Begin
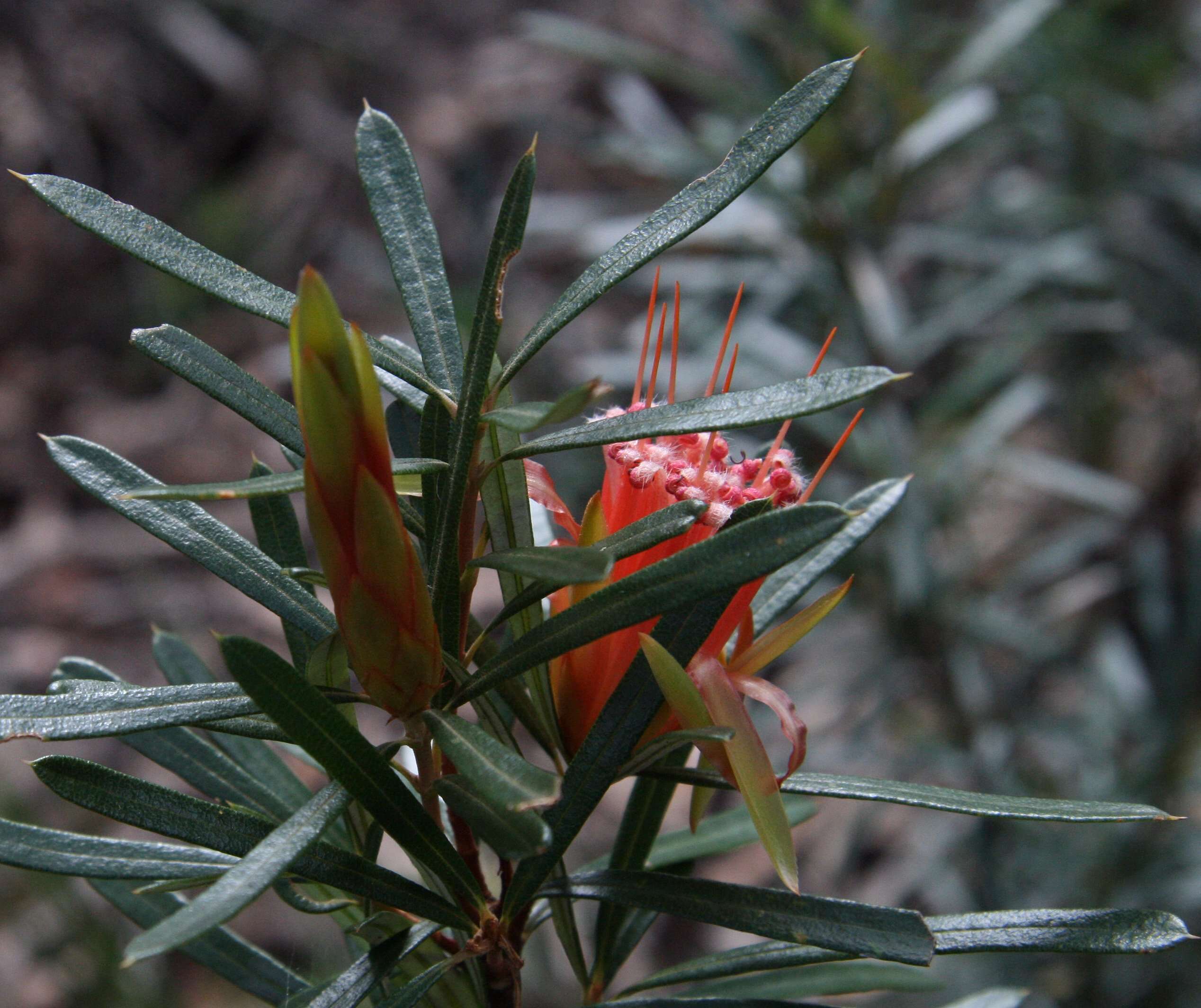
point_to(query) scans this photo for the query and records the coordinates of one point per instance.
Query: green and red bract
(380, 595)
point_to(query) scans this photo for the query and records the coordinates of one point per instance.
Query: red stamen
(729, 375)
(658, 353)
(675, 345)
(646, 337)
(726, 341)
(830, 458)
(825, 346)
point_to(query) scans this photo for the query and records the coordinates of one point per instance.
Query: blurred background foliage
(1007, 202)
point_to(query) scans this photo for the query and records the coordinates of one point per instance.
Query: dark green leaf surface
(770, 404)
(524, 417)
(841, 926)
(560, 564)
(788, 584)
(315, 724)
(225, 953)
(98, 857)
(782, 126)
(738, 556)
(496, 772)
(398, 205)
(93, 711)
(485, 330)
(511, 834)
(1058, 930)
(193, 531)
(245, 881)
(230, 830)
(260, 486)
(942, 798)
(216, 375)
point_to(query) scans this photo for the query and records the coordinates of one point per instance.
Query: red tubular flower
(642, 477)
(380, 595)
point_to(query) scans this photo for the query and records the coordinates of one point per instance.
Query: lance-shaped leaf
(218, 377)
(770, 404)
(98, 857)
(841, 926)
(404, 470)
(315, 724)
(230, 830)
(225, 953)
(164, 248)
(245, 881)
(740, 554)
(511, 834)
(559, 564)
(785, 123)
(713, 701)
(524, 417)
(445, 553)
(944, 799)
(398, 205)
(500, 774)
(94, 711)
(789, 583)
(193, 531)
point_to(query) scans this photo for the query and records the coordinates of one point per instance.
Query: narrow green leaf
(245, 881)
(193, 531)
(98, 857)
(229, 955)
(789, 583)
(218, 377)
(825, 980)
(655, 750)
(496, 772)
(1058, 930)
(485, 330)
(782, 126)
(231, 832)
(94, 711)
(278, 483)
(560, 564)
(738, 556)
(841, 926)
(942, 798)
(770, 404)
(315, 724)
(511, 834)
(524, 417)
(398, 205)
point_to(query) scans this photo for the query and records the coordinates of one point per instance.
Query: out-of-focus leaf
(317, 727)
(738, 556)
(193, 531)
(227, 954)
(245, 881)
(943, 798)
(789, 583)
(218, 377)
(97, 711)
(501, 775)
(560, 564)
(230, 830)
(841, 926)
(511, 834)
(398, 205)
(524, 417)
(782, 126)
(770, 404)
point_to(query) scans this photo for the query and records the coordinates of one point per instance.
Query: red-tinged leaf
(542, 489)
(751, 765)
End
### To be done
Make an exact copy of every entry above, minus the images.

### Result of the exercise
point_to(query) scans this photo for the query and records the coordinates of one point per instance.
Query: green and red bract
(380, 595)
point_to(query) scans this photo for the query and records the coordinates of one point per instance.
Query: red stamen
(729, 375)
(658, 353)
(675, 345)
(646, 337)
(726, 341)
(830, 458)
(825, 346)
point_to(query) scans this photo for the query and records the coordinates of one point per instance.
Query: blurred background foliage
(1007, 202)
point_to(query) scans this photo for the query and records the coordinates of one point per instance.
Query: dark green leaf surface
(770, 404)
(524, 417)
(841, 926)
(560, 564)
(788, 584)
(315, 724)
(225, 953)
(98, 857)
(782, 126)
(738, 556)
(496, 772)
(398, 205)
(93, 711)
(485, 330)
(511, 834)
(1058, 930)
(193, 531)
(245, 881)
(230, 830)
(260, 486)
(942, 798)
(216, 375)
point_to(query) scans this photo for the query and records the coordinates of one point per instance.
Query: red tubular flower
(642, 477)
(380, 595)
point_to(query) scans this photo for the query and records the coordinates of one point per instance.
Query: lance-shaped leaf
(218, 377)
(770, 404)
(98, 857)
(841, 926)
(404, 470)
(315, 724)
(230, 830)
(225, 953)
(164, 248)
(245, 881)
(740, 554)
(511, 834)
(559, 564)
(785, 123)
(713, 701)
(524, 417)
(445, 553)
(944, 799)
(398, 205)
(500, 774)
(94, 711)
(789, 583)
(193, 531)
point_to(query) scans this photo for the query and records the coordinates of one point per instance.
Query: narrow green leaf
(245, 881)
(193, 531)
(98, 857)
(229, 955)
(789, 583)
(218, 377)
(825, 980)
(655, 750)
(496, 772)
(1058, 930)
(485, 330)
(782, 126)
(231, 832)
(94, 711)
(278, 483)
(560, 564)
(738, 556)
(841, 926)
(942, 798)
(770, 404)
(315, 724)
(511, 834)
(524, 417)
(398, 205)
point_to(query) scans this photo for the query and records the coordinates of one point per instance.
Query: out-of-focus leaf
(317, 727)
(738, 556)
(193, 531)
(227, 954)
(245, 881)
(943, 798)
(789, 583)
(218, 377)
(97, 711)
(501, 775)
(560, 564)
(230, 830)
(841, 926)
(511, 834)
(398, 205)
(524, 417)
(782, 126)
(770, 404)
point_to(query) scans this photo for the query and records the coordinates of one point per instance.
Query: red-tinged leaf
(542, 489)
(751, 765)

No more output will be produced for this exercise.